BEGIN PAGE TEXT

The lack of updates is not due to being run over by a horse drawn tourist carriage, or being stuck in the Charleston plough-mud - I don't have the internetsss and I've been supah busy.

We moved into our new apartment on Tuesday - great place with high ceilings, 2 porches, a studio-like living area and several of my favorite people, but we will all know when someone indulges in a midnight romp.
It is very not-soundproof. I am, however, still using my India-mind (I'm thrilled to say) and issues of privacy are no longer issues of privacy. I can easily push through just about anything without being affected at all, and what happens, happens.

Today I started my internship at the museum - which is a marvelous place full of interesting people, weird hair, and history displays - 3 things that I hold near and dear to my heart. Despite my love of this people who have put me in front of a tub of artifacts hooked up to wires performing electrolysis and snapping photos and helping out with museum sleepovers, the museum is a very very cold place. My internal temperature system remains dysfunctional.

END PAGE TEXT
BEGIN SUPPLIED INFORMATION

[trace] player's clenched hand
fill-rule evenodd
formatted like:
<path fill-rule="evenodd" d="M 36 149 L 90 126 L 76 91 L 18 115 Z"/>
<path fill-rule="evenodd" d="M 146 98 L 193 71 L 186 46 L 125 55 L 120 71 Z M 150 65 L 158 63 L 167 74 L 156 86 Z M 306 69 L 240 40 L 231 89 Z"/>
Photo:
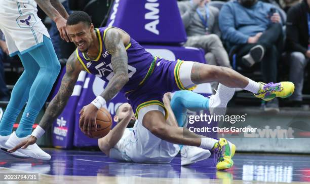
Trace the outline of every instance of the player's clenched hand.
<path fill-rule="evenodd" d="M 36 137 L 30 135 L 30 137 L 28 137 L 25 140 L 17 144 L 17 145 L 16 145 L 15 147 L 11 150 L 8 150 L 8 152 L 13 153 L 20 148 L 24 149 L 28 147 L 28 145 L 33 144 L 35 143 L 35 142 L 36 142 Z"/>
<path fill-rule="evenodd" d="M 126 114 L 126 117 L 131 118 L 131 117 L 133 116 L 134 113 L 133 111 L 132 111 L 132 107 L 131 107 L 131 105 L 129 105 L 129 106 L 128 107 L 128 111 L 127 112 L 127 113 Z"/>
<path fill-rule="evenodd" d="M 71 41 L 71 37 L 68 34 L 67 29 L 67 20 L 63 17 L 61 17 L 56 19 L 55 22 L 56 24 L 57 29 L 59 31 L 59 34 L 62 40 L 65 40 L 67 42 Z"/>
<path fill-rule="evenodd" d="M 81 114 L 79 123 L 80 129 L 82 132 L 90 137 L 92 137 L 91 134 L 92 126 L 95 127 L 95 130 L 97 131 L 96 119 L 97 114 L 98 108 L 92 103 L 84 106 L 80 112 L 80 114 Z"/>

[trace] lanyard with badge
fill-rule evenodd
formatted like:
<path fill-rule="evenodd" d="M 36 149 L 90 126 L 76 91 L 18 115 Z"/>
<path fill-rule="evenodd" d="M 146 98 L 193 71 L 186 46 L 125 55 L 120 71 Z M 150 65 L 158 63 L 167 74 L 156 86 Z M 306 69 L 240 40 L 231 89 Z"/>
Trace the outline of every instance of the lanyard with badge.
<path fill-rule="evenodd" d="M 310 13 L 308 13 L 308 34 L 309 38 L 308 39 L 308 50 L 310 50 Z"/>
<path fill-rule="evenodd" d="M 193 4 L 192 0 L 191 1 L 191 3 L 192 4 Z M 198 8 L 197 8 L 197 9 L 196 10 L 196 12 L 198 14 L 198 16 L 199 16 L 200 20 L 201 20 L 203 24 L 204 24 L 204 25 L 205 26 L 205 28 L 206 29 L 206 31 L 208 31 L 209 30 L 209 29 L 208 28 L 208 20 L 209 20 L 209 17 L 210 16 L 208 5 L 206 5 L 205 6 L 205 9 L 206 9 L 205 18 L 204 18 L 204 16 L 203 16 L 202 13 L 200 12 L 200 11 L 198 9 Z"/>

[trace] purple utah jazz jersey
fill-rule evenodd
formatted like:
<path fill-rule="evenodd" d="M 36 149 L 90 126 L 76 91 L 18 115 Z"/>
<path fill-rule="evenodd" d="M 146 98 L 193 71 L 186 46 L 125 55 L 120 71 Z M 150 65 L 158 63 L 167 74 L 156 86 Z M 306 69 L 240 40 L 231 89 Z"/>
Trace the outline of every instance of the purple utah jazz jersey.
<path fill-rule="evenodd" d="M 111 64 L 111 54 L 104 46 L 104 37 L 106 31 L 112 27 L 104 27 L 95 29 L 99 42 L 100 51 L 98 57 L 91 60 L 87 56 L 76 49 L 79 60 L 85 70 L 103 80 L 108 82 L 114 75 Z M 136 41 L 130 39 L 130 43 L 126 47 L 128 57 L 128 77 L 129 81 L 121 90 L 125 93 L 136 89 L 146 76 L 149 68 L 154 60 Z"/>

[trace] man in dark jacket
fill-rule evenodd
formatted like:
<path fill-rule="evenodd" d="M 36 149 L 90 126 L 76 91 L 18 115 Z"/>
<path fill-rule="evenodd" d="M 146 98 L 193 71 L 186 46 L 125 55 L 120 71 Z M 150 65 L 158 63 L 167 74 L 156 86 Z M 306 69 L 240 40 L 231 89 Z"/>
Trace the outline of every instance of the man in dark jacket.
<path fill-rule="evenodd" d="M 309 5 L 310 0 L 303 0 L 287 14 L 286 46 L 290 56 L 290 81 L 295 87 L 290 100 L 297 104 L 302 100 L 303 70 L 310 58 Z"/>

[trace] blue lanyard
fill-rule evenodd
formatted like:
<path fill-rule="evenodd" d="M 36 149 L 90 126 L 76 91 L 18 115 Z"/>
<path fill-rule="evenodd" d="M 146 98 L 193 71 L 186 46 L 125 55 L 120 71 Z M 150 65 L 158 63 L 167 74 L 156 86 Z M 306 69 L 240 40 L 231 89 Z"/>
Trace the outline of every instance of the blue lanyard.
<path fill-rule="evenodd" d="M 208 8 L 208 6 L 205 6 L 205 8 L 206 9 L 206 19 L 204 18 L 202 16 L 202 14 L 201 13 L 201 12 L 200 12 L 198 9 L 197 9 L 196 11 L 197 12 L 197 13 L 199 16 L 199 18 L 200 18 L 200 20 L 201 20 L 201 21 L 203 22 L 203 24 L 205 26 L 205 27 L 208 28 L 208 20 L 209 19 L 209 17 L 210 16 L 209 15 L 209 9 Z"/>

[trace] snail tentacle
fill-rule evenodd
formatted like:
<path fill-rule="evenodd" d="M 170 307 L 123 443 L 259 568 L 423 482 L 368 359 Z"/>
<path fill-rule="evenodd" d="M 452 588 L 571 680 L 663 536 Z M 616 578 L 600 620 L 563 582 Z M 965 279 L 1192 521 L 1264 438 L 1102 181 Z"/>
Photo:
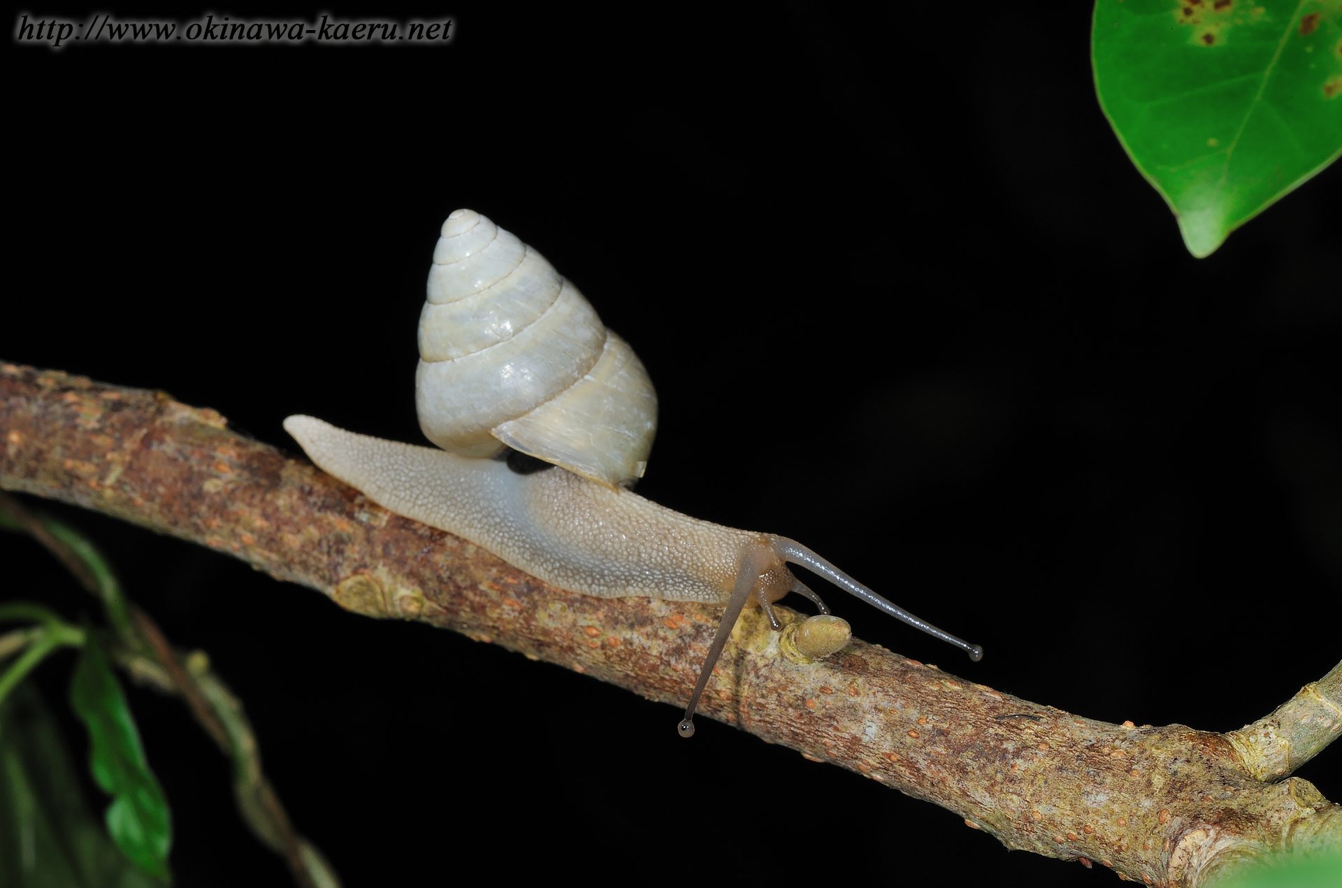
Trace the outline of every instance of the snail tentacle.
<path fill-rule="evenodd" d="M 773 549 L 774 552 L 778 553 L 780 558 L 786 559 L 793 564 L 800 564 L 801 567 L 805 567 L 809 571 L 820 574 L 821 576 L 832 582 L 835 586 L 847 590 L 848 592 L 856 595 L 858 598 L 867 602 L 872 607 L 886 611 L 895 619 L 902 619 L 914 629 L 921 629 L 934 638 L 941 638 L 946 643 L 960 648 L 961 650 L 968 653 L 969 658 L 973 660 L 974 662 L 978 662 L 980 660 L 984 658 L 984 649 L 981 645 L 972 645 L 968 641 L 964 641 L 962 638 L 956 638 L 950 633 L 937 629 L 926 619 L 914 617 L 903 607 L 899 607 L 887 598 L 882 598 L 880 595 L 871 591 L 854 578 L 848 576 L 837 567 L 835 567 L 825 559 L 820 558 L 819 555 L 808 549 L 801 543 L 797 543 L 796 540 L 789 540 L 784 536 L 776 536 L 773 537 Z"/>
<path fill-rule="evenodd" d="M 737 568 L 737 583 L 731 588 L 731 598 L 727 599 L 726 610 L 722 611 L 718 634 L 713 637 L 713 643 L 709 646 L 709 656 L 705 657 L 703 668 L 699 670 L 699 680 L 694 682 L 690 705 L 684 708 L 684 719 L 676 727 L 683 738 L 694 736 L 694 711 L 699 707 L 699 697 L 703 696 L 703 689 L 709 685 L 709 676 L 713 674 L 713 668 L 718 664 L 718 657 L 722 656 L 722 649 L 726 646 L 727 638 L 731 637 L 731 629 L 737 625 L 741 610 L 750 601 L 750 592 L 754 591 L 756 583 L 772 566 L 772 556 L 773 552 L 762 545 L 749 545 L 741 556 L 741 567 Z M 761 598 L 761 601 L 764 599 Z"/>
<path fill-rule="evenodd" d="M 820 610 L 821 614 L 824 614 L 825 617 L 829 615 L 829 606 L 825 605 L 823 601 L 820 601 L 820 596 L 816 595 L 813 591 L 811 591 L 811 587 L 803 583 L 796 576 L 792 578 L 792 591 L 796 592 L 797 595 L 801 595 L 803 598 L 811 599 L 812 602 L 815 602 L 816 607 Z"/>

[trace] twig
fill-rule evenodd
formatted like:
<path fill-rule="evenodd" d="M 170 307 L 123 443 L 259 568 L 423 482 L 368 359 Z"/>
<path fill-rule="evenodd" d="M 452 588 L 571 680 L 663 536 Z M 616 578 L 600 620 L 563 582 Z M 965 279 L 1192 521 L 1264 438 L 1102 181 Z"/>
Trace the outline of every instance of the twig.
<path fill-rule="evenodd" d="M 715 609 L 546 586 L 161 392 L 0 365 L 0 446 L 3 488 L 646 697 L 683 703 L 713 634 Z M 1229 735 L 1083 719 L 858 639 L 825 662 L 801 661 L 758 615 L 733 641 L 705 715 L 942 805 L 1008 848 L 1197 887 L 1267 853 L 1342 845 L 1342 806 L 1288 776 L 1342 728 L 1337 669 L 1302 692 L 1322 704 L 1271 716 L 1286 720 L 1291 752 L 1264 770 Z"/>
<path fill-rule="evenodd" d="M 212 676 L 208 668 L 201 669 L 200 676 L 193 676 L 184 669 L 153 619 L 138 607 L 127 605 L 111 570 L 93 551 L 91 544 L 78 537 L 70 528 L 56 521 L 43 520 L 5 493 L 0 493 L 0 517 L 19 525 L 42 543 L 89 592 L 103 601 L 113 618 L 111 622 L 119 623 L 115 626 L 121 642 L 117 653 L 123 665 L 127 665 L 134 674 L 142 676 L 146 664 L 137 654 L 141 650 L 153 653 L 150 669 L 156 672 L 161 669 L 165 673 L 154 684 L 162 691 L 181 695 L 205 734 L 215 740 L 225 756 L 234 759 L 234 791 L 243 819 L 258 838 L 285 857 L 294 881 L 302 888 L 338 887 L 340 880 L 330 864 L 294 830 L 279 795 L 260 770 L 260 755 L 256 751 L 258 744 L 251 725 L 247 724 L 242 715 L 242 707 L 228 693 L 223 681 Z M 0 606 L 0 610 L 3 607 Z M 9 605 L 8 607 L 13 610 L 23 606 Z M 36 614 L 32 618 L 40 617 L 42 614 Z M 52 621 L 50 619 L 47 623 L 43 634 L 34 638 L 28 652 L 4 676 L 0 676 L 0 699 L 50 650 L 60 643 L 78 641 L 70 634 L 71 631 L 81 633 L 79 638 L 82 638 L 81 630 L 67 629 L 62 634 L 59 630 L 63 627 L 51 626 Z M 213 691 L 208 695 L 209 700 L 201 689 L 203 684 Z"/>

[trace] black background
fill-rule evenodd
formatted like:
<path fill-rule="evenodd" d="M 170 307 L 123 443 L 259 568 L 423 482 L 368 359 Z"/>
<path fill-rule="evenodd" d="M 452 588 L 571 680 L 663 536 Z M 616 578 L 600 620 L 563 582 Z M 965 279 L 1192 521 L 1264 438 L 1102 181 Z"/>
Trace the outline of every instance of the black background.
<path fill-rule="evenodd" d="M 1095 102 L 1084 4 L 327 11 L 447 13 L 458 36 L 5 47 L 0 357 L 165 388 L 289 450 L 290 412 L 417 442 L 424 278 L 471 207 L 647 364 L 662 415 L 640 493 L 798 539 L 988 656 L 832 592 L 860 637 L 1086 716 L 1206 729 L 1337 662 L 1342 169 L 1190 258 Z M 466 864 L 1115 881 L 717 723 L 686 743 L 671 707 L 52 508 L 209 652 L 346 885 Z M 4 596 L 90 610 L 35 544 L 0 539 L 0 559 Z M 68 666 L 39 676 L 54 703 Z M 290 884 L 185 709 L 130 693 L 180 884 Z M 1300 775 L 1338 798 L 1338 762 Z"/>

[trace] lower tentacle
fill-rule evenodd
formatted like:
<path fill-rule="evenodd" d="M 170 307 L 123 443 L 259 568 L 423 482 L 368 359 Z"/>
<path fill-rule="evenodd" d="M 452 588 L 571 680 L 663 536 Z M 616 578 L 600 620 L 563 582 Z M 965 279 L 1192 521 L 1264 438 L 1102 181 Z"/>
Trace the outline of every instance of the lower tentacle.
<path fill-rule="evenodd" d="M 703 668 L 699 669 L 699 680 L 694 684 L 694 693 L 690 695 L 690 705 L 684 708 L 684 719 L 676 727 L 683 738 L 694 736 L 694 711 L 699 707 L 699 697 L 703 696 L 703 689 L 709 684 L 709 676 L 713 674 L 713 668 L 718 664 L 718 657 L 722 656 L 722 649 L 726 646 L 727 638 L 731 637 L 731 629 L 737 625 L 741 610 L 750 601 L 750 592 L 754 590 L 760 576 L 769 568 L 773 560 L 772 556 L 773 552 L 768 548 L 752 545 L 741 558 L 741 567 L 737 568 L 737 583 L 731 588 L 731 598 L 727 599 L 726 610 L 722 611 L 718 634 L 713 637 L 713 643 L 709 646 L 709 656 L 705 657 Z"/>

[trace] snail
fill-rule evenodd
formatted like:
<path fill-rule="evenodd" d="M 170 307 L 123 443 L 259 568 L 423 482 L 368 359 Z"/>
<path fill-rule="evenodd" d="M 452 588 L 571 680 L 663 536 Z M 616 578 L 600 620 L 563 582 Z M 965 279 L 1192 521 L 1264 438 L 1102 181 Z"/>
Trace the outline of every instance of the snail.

END SUPPLIED INFORMATION

REQUEST 1: In the records, take the line containing "[trace] snail tentacle" and every line after it through the line containing "773 549 L 774", and format them as a numbered list without blank lines. Leave out the pictures.
REQUEST 2: Resume the post about the new apartment and the museum internship, picking up after its final sentence.

FINAL RESULT 1:
1. [trace] snail tentacle
2. fill-rule evenodd
3. formatted like:
4. <path fill-rule="evenodd" d="M 170 307 L 123 443 L 259 568 L 423 482 L 368 359 Z"/>
5. <path fill-rule="evenodd" d="M 452 588 L 571 680 L 663 536 Z M 616 578 L 600 620 L 563 582 Z M 965 279 L 1192 521 L 1264 438 L 1102 181 Z"/>
6. Photo:
7. Trace the outline of every instance of the snail tentacle.
8. <path fill-rule="evenodd" d="M 773 549 L 774 552 L 778 553 L 780 558 L 786 559 L 793 564 L 800 564 L 801 567 L 805 567 L 809 571 L 820 574 L 821 576 L 832 582 L 835 586 L 847 590 L 848 592 L 856 595 L 858 598 L 867 602 L 872 607 L 886 611 L 895 619 L 902 619 L 914 629 L 921 629 L 934 638 L 941 638 L 946 643 L 960 648 L 961 650 L 968 653 L 969 658 L 973 660 L 974 662 L 978 662 L 980 660 L 984 658 L 984 649 L 981 645 L 972 645 L 968 641 L 964 641 L 962 638 L 956 638 L 950 633 L 937 629 L 926 619 L 914 617 L 903 607 L 899 607 L 887 598 L 882 598 L 880 595 L 871 591 L 854 578 L 848 576 L 837 567 L 835 567 L 825 559 L 820 558 L 819 555 L 808 549 L 801 543 L 797 543 L 796 540 L 789 540 L 784 536 L 776 536 L 773 537 Z"/>

FINAL RESULT 2:
I have beautiful friends performing in beautiful artistic endeavors, while I tromp around Charleston being a Spoleto-ean. I couldn't be happier right now, except that I wish I had been around for auditions and could up on stage, too. Also that I could find my bike key so I could get to places quicker than my calloused feet will take me, but oh well.
I am constantly amazed at the unbound talent that my friends possess, and that of the people I watch.


I'm sad that my brother is gone - because now everyone is off doing all those things that I wish I were still doing.
Alaska - Adam has it covered.
farming in Nepal - Jessica and Emily are digging deep
traveling around the Middle East - Nicole is flaunting it
Living in Asia - ok, Jenny.

Tickets to Malta - $1,304
ouch.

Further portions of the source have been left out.